-- Série d'exercices --
1/ Dites si chacune des affirmations suivantes concorde avec la chronique, par oui ou par non, en citant les mots décisifs de celle-ci : (a) Abduction est un quatuor originaire de Versailles ; (b) François Blanc tient la basse dans Abduction ; (c) « Une Ombre Régit Les Ombres » comporte six titres.
2/ Renommez « Note » en « Évaluation » dans le passage de la chronique qui va de « Note : 18/20 » jusqu'à « des Versaillais d’Abduction. », puis donnez ce passage ainsi modifié.

-- Document source --
====================
Une très belle découverte.
"Une Ombre Régit Les Ombres"
Note : 18/20
Quel plaisir de vous présenter une fois de plus une production signée d’un label que j’apprécie tout particulièrement : Finisterian Dead End. Depuis les débuts du label, j’ai le privilège d’en avoir chroniqué toutes les sorties. Eh bien aujourd’hui je ne vais pas déroger à cette règle puisque j’ai la lourde tâche de vous parler de "Une Ombre Régit Les Ombres", le premier album des Versaillais d’Abduction.
Si vous ne connaissez pas Abduction, laissez-moi vous les présenter. Abduction est formé de Guillaume Fleury à la guitare, François Blanc au chant, Morgan Velly à la batterie et enfin de Mathieu Taverne à la basse. Le quatuor versaillais nous distille un black metal automnal alliant à la fois mélancolie et violence et a fait le choix d’exprimer son art noir, obscur et profond en français.
Pour le fan de la scène française que je suis, recevoir une telle œuvre est un plaisir certes mais c’est aussi l’occasion encore une fois de constater que chez nous on a de sacrées formations. Je suis également très content de constater que Finisterian Dead End s’ouvre au metal noir de la plus belle des manières.
"Une Ombre Régit Les Ombres" compte 6 titres pour près de 55 minutes (soit environ une moyenne de 9 minutes par titre… !). Il n’y a pas à tergiverser, on a bien entre nos et délicates petites mains un album de black metal dans la veine des Celestia, Mortifera ou encore Xasthur.
====================
-- Données fournies --

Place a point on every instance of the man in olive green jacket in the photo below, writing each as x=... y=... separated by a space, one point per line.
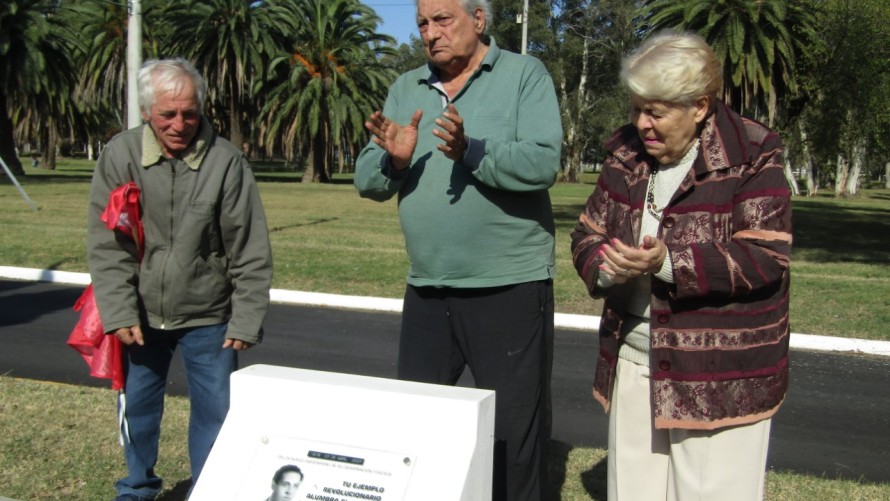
====================
-- Réponses --
1/
(a) Oui : « Le quatuor versaillais ».
(b) Non : « François Blanc au chant » et « Mathieu Taverne à la basse ».
(c) Oui : « compte 6 titres pour près de 55 minutes ».

2/
Évaluation : 18/20
Quel plaisir de vous présenter une fois de plus une production signée d’un label que j’apprécie tout particulièrement : Finisterian Dead End. Depuis les débuts du label, j’ai le privilège d’en avoir chroniqué toutes les sorties. Eh bien aujourd’hui je ne vais pas déroger à cette règle puisque j’ai la lourde tâche de vous parler de "Une Ombre Régit Les Ombres", le premier album des Versaillais d’Abduction.